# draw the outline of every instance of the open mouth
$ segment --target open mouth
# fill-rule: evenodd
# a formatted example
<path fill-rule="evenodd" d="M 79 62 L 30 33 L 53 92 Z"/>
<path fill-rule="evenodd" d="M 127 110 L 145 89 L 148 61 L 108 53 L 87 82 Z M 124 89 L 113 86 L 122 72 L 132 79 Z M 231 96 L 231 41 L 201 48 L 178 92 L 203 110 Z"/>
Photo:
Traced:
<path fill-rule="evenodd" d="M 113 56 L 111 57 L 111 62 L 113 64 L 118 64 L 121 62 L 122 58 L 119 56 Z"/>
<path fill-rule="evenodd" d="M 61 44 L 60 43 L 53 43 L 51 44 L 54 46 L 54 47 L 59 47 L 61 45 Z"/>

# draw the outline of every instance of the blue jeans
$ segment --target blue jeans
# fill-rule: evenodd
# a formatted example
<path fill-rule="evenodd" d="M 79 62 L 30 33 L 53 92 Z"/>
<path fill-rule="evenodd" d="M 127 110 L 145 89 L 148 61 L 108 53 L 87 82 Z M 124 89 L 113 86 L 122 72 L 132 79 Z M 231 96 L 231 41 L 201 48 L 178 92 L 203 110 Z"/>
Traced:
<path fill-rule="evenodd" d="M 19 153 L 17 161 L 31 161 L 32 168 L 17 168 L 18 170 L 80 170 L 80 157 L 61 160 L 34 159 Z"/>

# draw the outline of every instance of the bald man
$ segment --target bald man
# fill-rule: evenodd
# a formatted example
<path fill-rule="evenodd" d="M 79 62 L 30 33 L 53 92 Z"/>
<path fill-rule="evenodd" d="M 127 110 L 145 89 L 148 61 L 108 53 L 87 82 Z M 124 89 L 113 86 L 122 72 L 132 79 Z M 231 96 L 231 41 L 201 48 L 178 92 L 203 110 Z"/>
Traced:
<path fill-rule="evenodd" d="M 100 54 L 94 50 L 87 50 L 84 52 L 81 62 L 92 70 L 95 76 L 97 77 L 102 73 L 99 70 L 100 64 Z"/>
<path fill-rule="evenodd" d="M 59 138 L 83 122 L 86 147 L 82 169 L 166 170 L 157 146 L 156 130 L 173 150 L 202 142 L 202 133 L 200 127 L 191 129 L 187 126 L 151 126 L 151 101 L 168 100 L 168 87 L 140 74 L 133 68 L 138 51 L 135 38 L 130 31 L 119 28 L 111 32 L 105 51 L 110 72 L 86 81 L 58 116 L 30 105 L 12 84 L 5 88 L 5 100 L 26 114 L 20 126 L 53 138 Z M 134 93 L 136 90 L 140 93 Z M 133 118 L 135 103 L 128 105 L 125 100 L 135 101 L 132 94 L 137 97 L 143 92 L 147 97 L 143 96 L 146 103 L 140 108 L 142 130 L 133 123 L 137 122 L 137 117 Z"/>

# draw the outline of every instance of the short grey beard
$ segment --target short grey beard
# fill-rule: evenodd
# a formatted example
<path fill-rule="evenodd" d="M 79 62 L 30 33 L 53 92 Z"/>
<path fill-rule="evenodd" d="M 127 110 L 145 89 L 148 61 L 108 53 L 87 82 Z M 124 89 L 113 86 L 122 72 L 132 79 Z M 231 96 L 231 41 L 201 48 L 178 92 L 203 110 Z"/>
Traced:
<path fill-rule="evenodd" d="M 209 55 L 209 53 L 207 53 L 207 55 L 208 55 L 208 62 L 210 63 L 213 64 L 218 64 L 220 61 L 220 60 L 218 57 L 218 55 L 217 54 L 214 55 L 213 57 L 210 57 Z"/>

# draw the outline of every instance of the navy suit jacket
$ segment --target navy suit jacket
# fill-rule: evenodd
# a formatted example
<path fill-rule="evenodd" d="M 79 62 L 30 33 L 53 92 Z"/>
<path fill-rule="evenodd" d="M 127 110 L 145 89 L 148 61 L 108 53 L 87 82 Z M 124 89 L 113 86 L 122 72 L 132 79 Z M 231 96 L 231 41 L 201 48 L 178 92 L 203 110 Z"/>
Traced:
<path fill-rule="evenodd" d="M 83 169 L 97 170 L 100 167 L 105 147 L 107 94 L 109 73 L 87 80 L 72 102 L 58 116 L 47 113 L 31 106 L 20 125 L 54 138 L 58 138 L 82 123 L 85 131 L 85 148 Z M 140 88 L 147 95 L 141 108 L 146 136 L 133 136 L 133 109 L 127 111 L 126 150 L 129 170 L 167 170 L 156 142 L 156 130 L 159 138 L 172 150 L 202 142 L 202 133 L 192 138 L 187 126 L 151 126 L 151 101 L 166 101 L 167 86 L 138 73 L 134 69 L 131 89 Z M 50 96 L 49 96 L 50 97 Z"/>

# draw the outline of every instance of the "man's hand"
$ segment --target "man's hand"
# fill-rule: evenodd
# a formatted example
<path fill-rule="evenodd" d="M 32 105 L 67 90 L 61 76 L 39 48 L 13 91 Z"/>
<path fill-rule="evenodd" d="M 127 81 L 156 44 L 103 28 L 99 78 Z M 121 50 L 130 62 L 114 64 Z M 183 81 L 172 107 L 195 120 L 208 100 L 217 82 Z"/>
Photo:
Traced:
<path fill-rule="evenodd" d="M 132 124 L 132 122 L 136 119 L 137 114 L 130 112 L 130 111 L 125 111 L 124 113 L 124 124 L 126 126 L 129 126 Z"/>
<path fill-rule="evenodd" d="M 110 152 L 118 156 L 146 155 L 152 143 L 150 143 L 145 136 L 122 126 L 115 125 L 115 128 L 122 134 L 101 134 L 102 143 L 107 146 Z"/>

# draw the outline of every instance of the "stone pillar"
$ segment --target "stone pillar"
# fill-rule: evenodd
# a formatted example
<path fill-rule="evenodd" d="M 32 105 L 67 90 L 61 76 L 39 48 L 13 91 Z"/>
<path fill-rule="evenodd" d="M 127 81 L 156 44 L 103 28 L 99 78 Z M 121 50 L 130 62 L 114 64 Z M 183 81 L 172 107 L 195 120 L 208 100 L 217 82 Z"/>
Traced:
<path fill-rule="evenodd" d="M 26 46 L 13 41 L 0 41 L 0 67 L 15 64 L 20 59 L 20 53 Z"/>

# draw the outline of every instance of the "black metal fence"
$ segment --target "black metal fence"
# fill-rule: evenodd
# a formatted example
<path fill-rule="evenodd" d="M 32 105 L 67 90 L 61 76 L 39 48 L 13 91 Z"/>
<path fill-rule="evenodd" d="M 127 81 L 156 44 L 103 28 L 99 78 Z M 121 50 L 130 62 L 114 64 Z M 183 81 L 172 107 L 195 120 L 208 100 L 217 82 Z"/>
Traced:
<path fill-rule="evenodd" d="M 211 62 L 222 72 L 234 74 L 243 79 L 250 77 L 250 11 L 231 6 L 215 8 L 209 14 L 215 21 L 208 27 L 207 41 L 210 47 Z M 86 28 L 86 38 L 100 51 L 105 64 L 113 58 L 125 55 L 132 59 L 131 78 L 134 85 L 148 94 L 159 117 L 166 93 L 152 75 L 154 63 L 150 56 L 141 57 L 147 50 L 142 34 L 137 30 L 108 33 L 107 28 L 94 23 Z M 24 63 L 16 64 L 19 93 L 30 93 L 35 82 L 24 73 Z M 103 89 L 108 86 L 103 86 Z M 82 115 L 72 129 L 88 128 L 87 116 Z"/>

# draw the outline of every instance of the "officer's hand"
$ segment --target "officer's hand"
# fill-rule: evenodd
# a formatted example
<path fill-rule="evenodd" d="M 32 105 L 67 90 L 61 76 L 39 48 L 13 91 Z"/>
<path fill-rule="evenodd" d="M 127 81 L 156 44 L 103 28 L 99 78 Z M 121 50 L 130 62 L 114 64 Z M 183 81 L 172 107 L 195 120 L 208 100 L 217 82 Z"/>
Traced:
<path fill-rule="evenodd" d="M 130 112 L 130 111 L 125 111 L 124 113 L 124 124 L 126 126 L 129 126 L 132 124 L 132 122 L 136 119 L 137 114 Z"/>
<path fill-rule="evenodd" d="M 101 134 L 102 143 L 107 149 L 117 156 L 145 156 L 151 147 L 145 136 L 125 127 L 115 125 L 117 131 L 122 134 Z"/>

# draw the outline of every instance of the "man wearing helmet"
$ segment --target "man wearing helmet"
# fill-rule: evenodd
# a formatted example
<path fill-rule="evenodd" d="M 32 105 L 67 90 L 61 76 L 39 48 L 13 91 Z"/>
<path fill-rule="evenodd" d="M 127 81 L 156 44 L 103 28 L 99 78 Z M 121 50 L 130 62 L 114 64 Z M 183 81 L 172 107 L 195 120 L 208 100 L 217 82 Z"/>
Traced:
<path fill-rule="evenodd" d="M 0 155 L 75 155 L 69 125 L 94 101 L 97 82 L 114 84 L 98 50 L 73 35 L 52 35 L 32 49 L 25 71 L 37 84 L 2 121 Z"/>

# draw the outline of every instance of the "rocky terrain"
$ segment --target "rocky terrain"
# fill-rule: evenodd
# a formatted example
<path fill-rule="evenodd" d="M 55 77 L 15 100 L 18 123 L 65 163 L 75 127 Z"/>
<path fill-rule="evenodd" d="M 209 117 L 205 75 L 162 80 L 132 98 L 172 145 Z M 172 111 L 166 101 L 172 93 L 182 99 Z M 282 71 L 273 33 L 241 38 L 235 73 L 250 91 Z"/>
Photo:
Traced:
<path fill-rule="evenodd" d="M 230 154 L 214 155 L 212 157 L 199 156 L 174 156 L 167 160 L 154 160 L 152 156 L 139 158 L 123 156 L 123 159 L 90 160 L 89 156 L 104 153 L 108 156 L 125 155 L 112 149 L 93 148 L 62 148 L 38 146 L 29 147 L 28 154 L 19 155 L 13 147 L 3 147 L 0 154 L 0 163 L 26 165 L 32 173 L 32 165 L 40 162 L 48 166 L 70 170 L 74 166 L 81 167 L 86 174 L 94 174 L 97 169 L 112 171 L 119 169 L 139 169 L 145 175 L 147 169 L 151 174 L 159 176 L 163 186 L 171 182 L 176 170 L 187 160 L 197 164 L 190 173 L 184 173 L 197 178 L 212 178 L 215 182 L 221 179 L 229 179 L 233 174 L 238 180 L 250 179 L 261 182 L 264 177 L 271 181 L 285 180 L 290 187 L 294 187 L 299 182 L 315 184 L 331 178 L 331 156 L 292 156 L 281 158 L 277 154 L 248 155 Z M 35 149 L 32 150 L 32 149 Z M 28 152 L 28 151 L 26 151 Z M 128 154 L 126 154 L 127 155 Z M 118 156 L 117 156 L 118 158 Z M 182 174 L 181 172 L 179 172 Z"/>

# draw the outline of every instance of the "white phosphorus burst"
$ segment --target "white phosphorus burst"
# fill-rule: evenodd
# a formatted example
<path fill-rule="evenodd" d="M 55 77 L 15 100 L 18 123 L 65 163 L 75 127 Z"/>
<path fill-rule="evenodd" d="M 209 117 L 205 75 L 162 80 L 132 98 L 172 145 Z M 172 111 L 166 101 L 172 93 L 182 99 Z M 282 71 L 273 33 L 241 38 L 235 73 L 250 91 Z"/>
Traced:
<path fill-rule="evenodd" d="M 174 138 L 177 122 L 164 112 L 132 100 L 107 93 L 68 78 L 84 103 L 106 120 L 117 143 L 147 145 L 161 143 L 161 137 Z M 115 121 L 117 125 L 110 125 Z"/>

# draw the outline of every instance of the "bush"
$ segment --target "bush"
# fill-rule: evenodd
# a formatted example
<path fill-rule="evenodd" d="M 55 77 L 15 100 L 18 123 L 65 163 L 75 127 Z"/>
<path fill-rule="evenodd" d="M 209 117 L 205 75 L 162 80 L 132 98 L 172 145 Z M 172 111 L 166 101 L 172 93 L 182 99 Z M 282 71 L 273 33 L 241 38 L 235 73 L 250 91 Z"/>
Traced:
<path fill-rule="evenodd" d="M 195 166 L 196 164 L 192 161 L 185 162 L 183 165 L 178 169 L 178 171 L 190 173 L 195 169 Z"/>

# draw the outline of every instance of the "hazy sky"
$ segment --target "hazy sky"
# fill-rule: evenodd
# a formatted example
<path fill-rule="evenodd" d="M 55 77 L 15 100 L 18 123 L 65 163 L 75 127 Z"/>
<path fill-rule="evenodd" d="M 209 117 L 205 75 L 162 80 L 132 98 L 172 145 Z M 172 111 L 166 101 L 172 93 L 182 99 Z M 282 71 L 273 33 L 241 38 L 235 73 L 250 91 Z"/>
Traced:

● ● ● ● ● ● ●

■ ERFORDERLICHE AUFGABE
Gib die Einträge noch einmal wieder und tausche dabei „blue jeans“ gegen „dark jeans“ aus, ohne sonst etwas zu ändern. Beginne mit dem ersten Eintrag und höre nach der Zeile auf, die „19 153 L 17“ enthält.

■ DIE ANTWORT
# draw the outline of every instance of the open mouth
$ segment --target open mouth
# fill-rule: evenodd
# a formatted example
<path fill-rule="evenodd" d="M 79 62 L 30 33 L 53 92 Z"/>
<path fill-rule="evenodd" d="M 127 110 L 145 89 L 148 61 L 108 53 L 87 82 Z M 124 89 L 113 86 L 122 72 L 132 79 Z M 231 96 L 231 41 L 201 48 L 178 92 L 203 110 Z"/>
Photo:
Traced:
<path fill-rule="evenodd" d="M 113 56 L 111 57 L 111 62 L 113 64 L 118 64 L 121 62 L 122 58 L 119 56 Z"/>
<path fill-rule="evenodd" d="M 61 44 L 60 43 L 53 43 L 51 44 L 54 46 L 54 47 L 59 47 L 61 45 Z"/>

# draw the outline of every instance of the dark jeans
$ segment --target dark jeans
# fill-rule: evenodd
# a formatted example
<path fill-rule="evenodd" d="M 79 62 L 30 33 L 53 92 Z"/>
<path fill-rule="evenodd" d="M 127 110 L 145 89 L 148 61 L 108 53 L 87 82 Z M 124 89 L 113 86 L 122 72 L 132 79 Z M 231 96 L 231 41 L 201 48 L 178 92 L 203 110 Z"/>
Traced:
<path fill-rule="evenodd" d="M 19 153 L 17 161 L 31 161 L 32 168 L 17 168 L 18 170 L 80 170 L 80 157 L 61 160 L 34 159 Z"/>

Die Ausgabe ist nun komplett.